## Stated goal
Give every line of the material again, exactly as written.

[start Listing]

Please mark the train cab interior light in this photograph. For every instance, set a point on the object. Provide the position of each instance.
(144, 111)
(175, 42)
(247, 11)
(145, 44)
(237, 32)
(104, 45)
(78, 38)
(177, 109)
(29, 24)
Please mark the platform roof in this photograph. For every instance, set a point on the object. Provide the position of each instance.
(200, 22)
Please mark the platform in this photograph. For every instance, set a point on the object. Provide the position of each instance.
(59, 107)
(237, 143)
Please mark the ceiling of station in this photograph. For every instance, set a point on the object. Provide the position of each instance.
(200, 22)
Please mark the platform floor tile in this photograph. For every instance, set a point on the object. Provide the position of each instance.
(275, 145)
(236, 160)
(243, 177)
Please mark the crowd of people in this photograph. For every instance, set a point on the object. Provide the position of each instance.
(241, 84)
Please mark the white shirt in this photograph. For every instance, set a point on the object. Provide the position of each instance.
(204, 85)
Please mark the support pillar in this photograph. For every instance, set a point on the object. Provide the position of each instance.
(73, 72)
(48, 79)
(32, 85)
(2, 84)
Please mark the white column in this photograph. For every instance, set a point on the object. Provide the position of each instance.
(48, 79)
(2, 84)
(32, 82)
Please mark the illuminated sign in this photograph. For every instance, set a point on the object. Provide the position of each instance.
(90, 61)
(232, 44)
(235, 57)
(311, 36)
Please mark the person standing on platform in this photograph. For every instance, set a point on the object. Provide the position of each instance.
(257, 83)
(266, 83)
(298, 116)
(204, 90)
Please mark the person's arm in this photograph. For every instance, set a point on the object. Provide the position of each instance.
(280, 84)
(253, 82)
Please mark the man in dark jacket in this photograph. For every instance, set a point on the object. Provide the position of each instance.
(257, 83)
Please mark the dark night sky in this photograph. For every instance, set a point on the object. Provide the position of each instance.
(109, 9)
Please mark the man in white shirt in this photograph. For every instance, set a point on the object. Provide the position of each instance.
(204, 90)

[end Listing]

## Solution to this problem
Please mark the train cab interior light in this photograph. For every instance, set a point on the object. Provide the position of each instance.
(144, 111)
(175, 42)
(247, 11)
(145, 44)
(237, 32)
(104, 45)
(78, 38)
(177, 109)
(29, 24)
Please mark the platform roof in this photograph. For every instance, set a point on the object. Provide the position of each instance.
(200, 22)
Please mark the platform in this photograph. For every instance, set a point on the object. Provide the position of each instance.
(59, 107)
(237, 143)
Please mark the ceiling of station in this photograph. For every instance, set a point on the object. Provide the position of each instance.
(200, 22)
Please mark the platform floor tile in this photograph. For every instance, set a point on the object. Provide the position of each instance.
(275, 145)
(236, 160)
(243, 177)
Please mark the crowd of people in this photograph. For every instance, set a point on the object. Provide the position of each instance.
(241, 84)
Please mark the white shirt in this photograph. For every instance, set a point on the object. Provide the position of each instance.
(204, 85)
Please mark the support pillar in this photograph. For every instance, set a point on the object. Provide the position of each instance.
(73, 72)
(48, 79)
(32, 85)
(2, 84)
Please mark the white column in this photograph. For every instance, set a point on the object. Provide the position of each instance.
(48, 79)
(2, 84)
(32, 82)
Please mark the illuminated sign in this photograph. For every instance, set a point on the object. Provide the position of each instance.
(90, 61)
(232, 44)
(235, 57)
(311, 36)
Please mark the person standing on platform in this photograph. For every instance, set a point on the object. Provide the position of each instance.
(257, 83)
(266, 83)
(298, 116)
(204, 90)
Please mark the person's arm in this photograph. For every instance, set a point on the object. Provide the position of each instance.
(280, 84)
(253, 82)
Please mark the man in dark jacket in this photograph. For every instance, set a point on the object. Provide the position of each instance.
(257, 83)
Please mark the dark night sky in this photograph. For every instance, set a point on the object. Provide the position of each instance.
(109, 9)
Please mark the man in white shirt in this photograph. For every instance, set a point on the object. Provide the position of each instance.
(204, 90)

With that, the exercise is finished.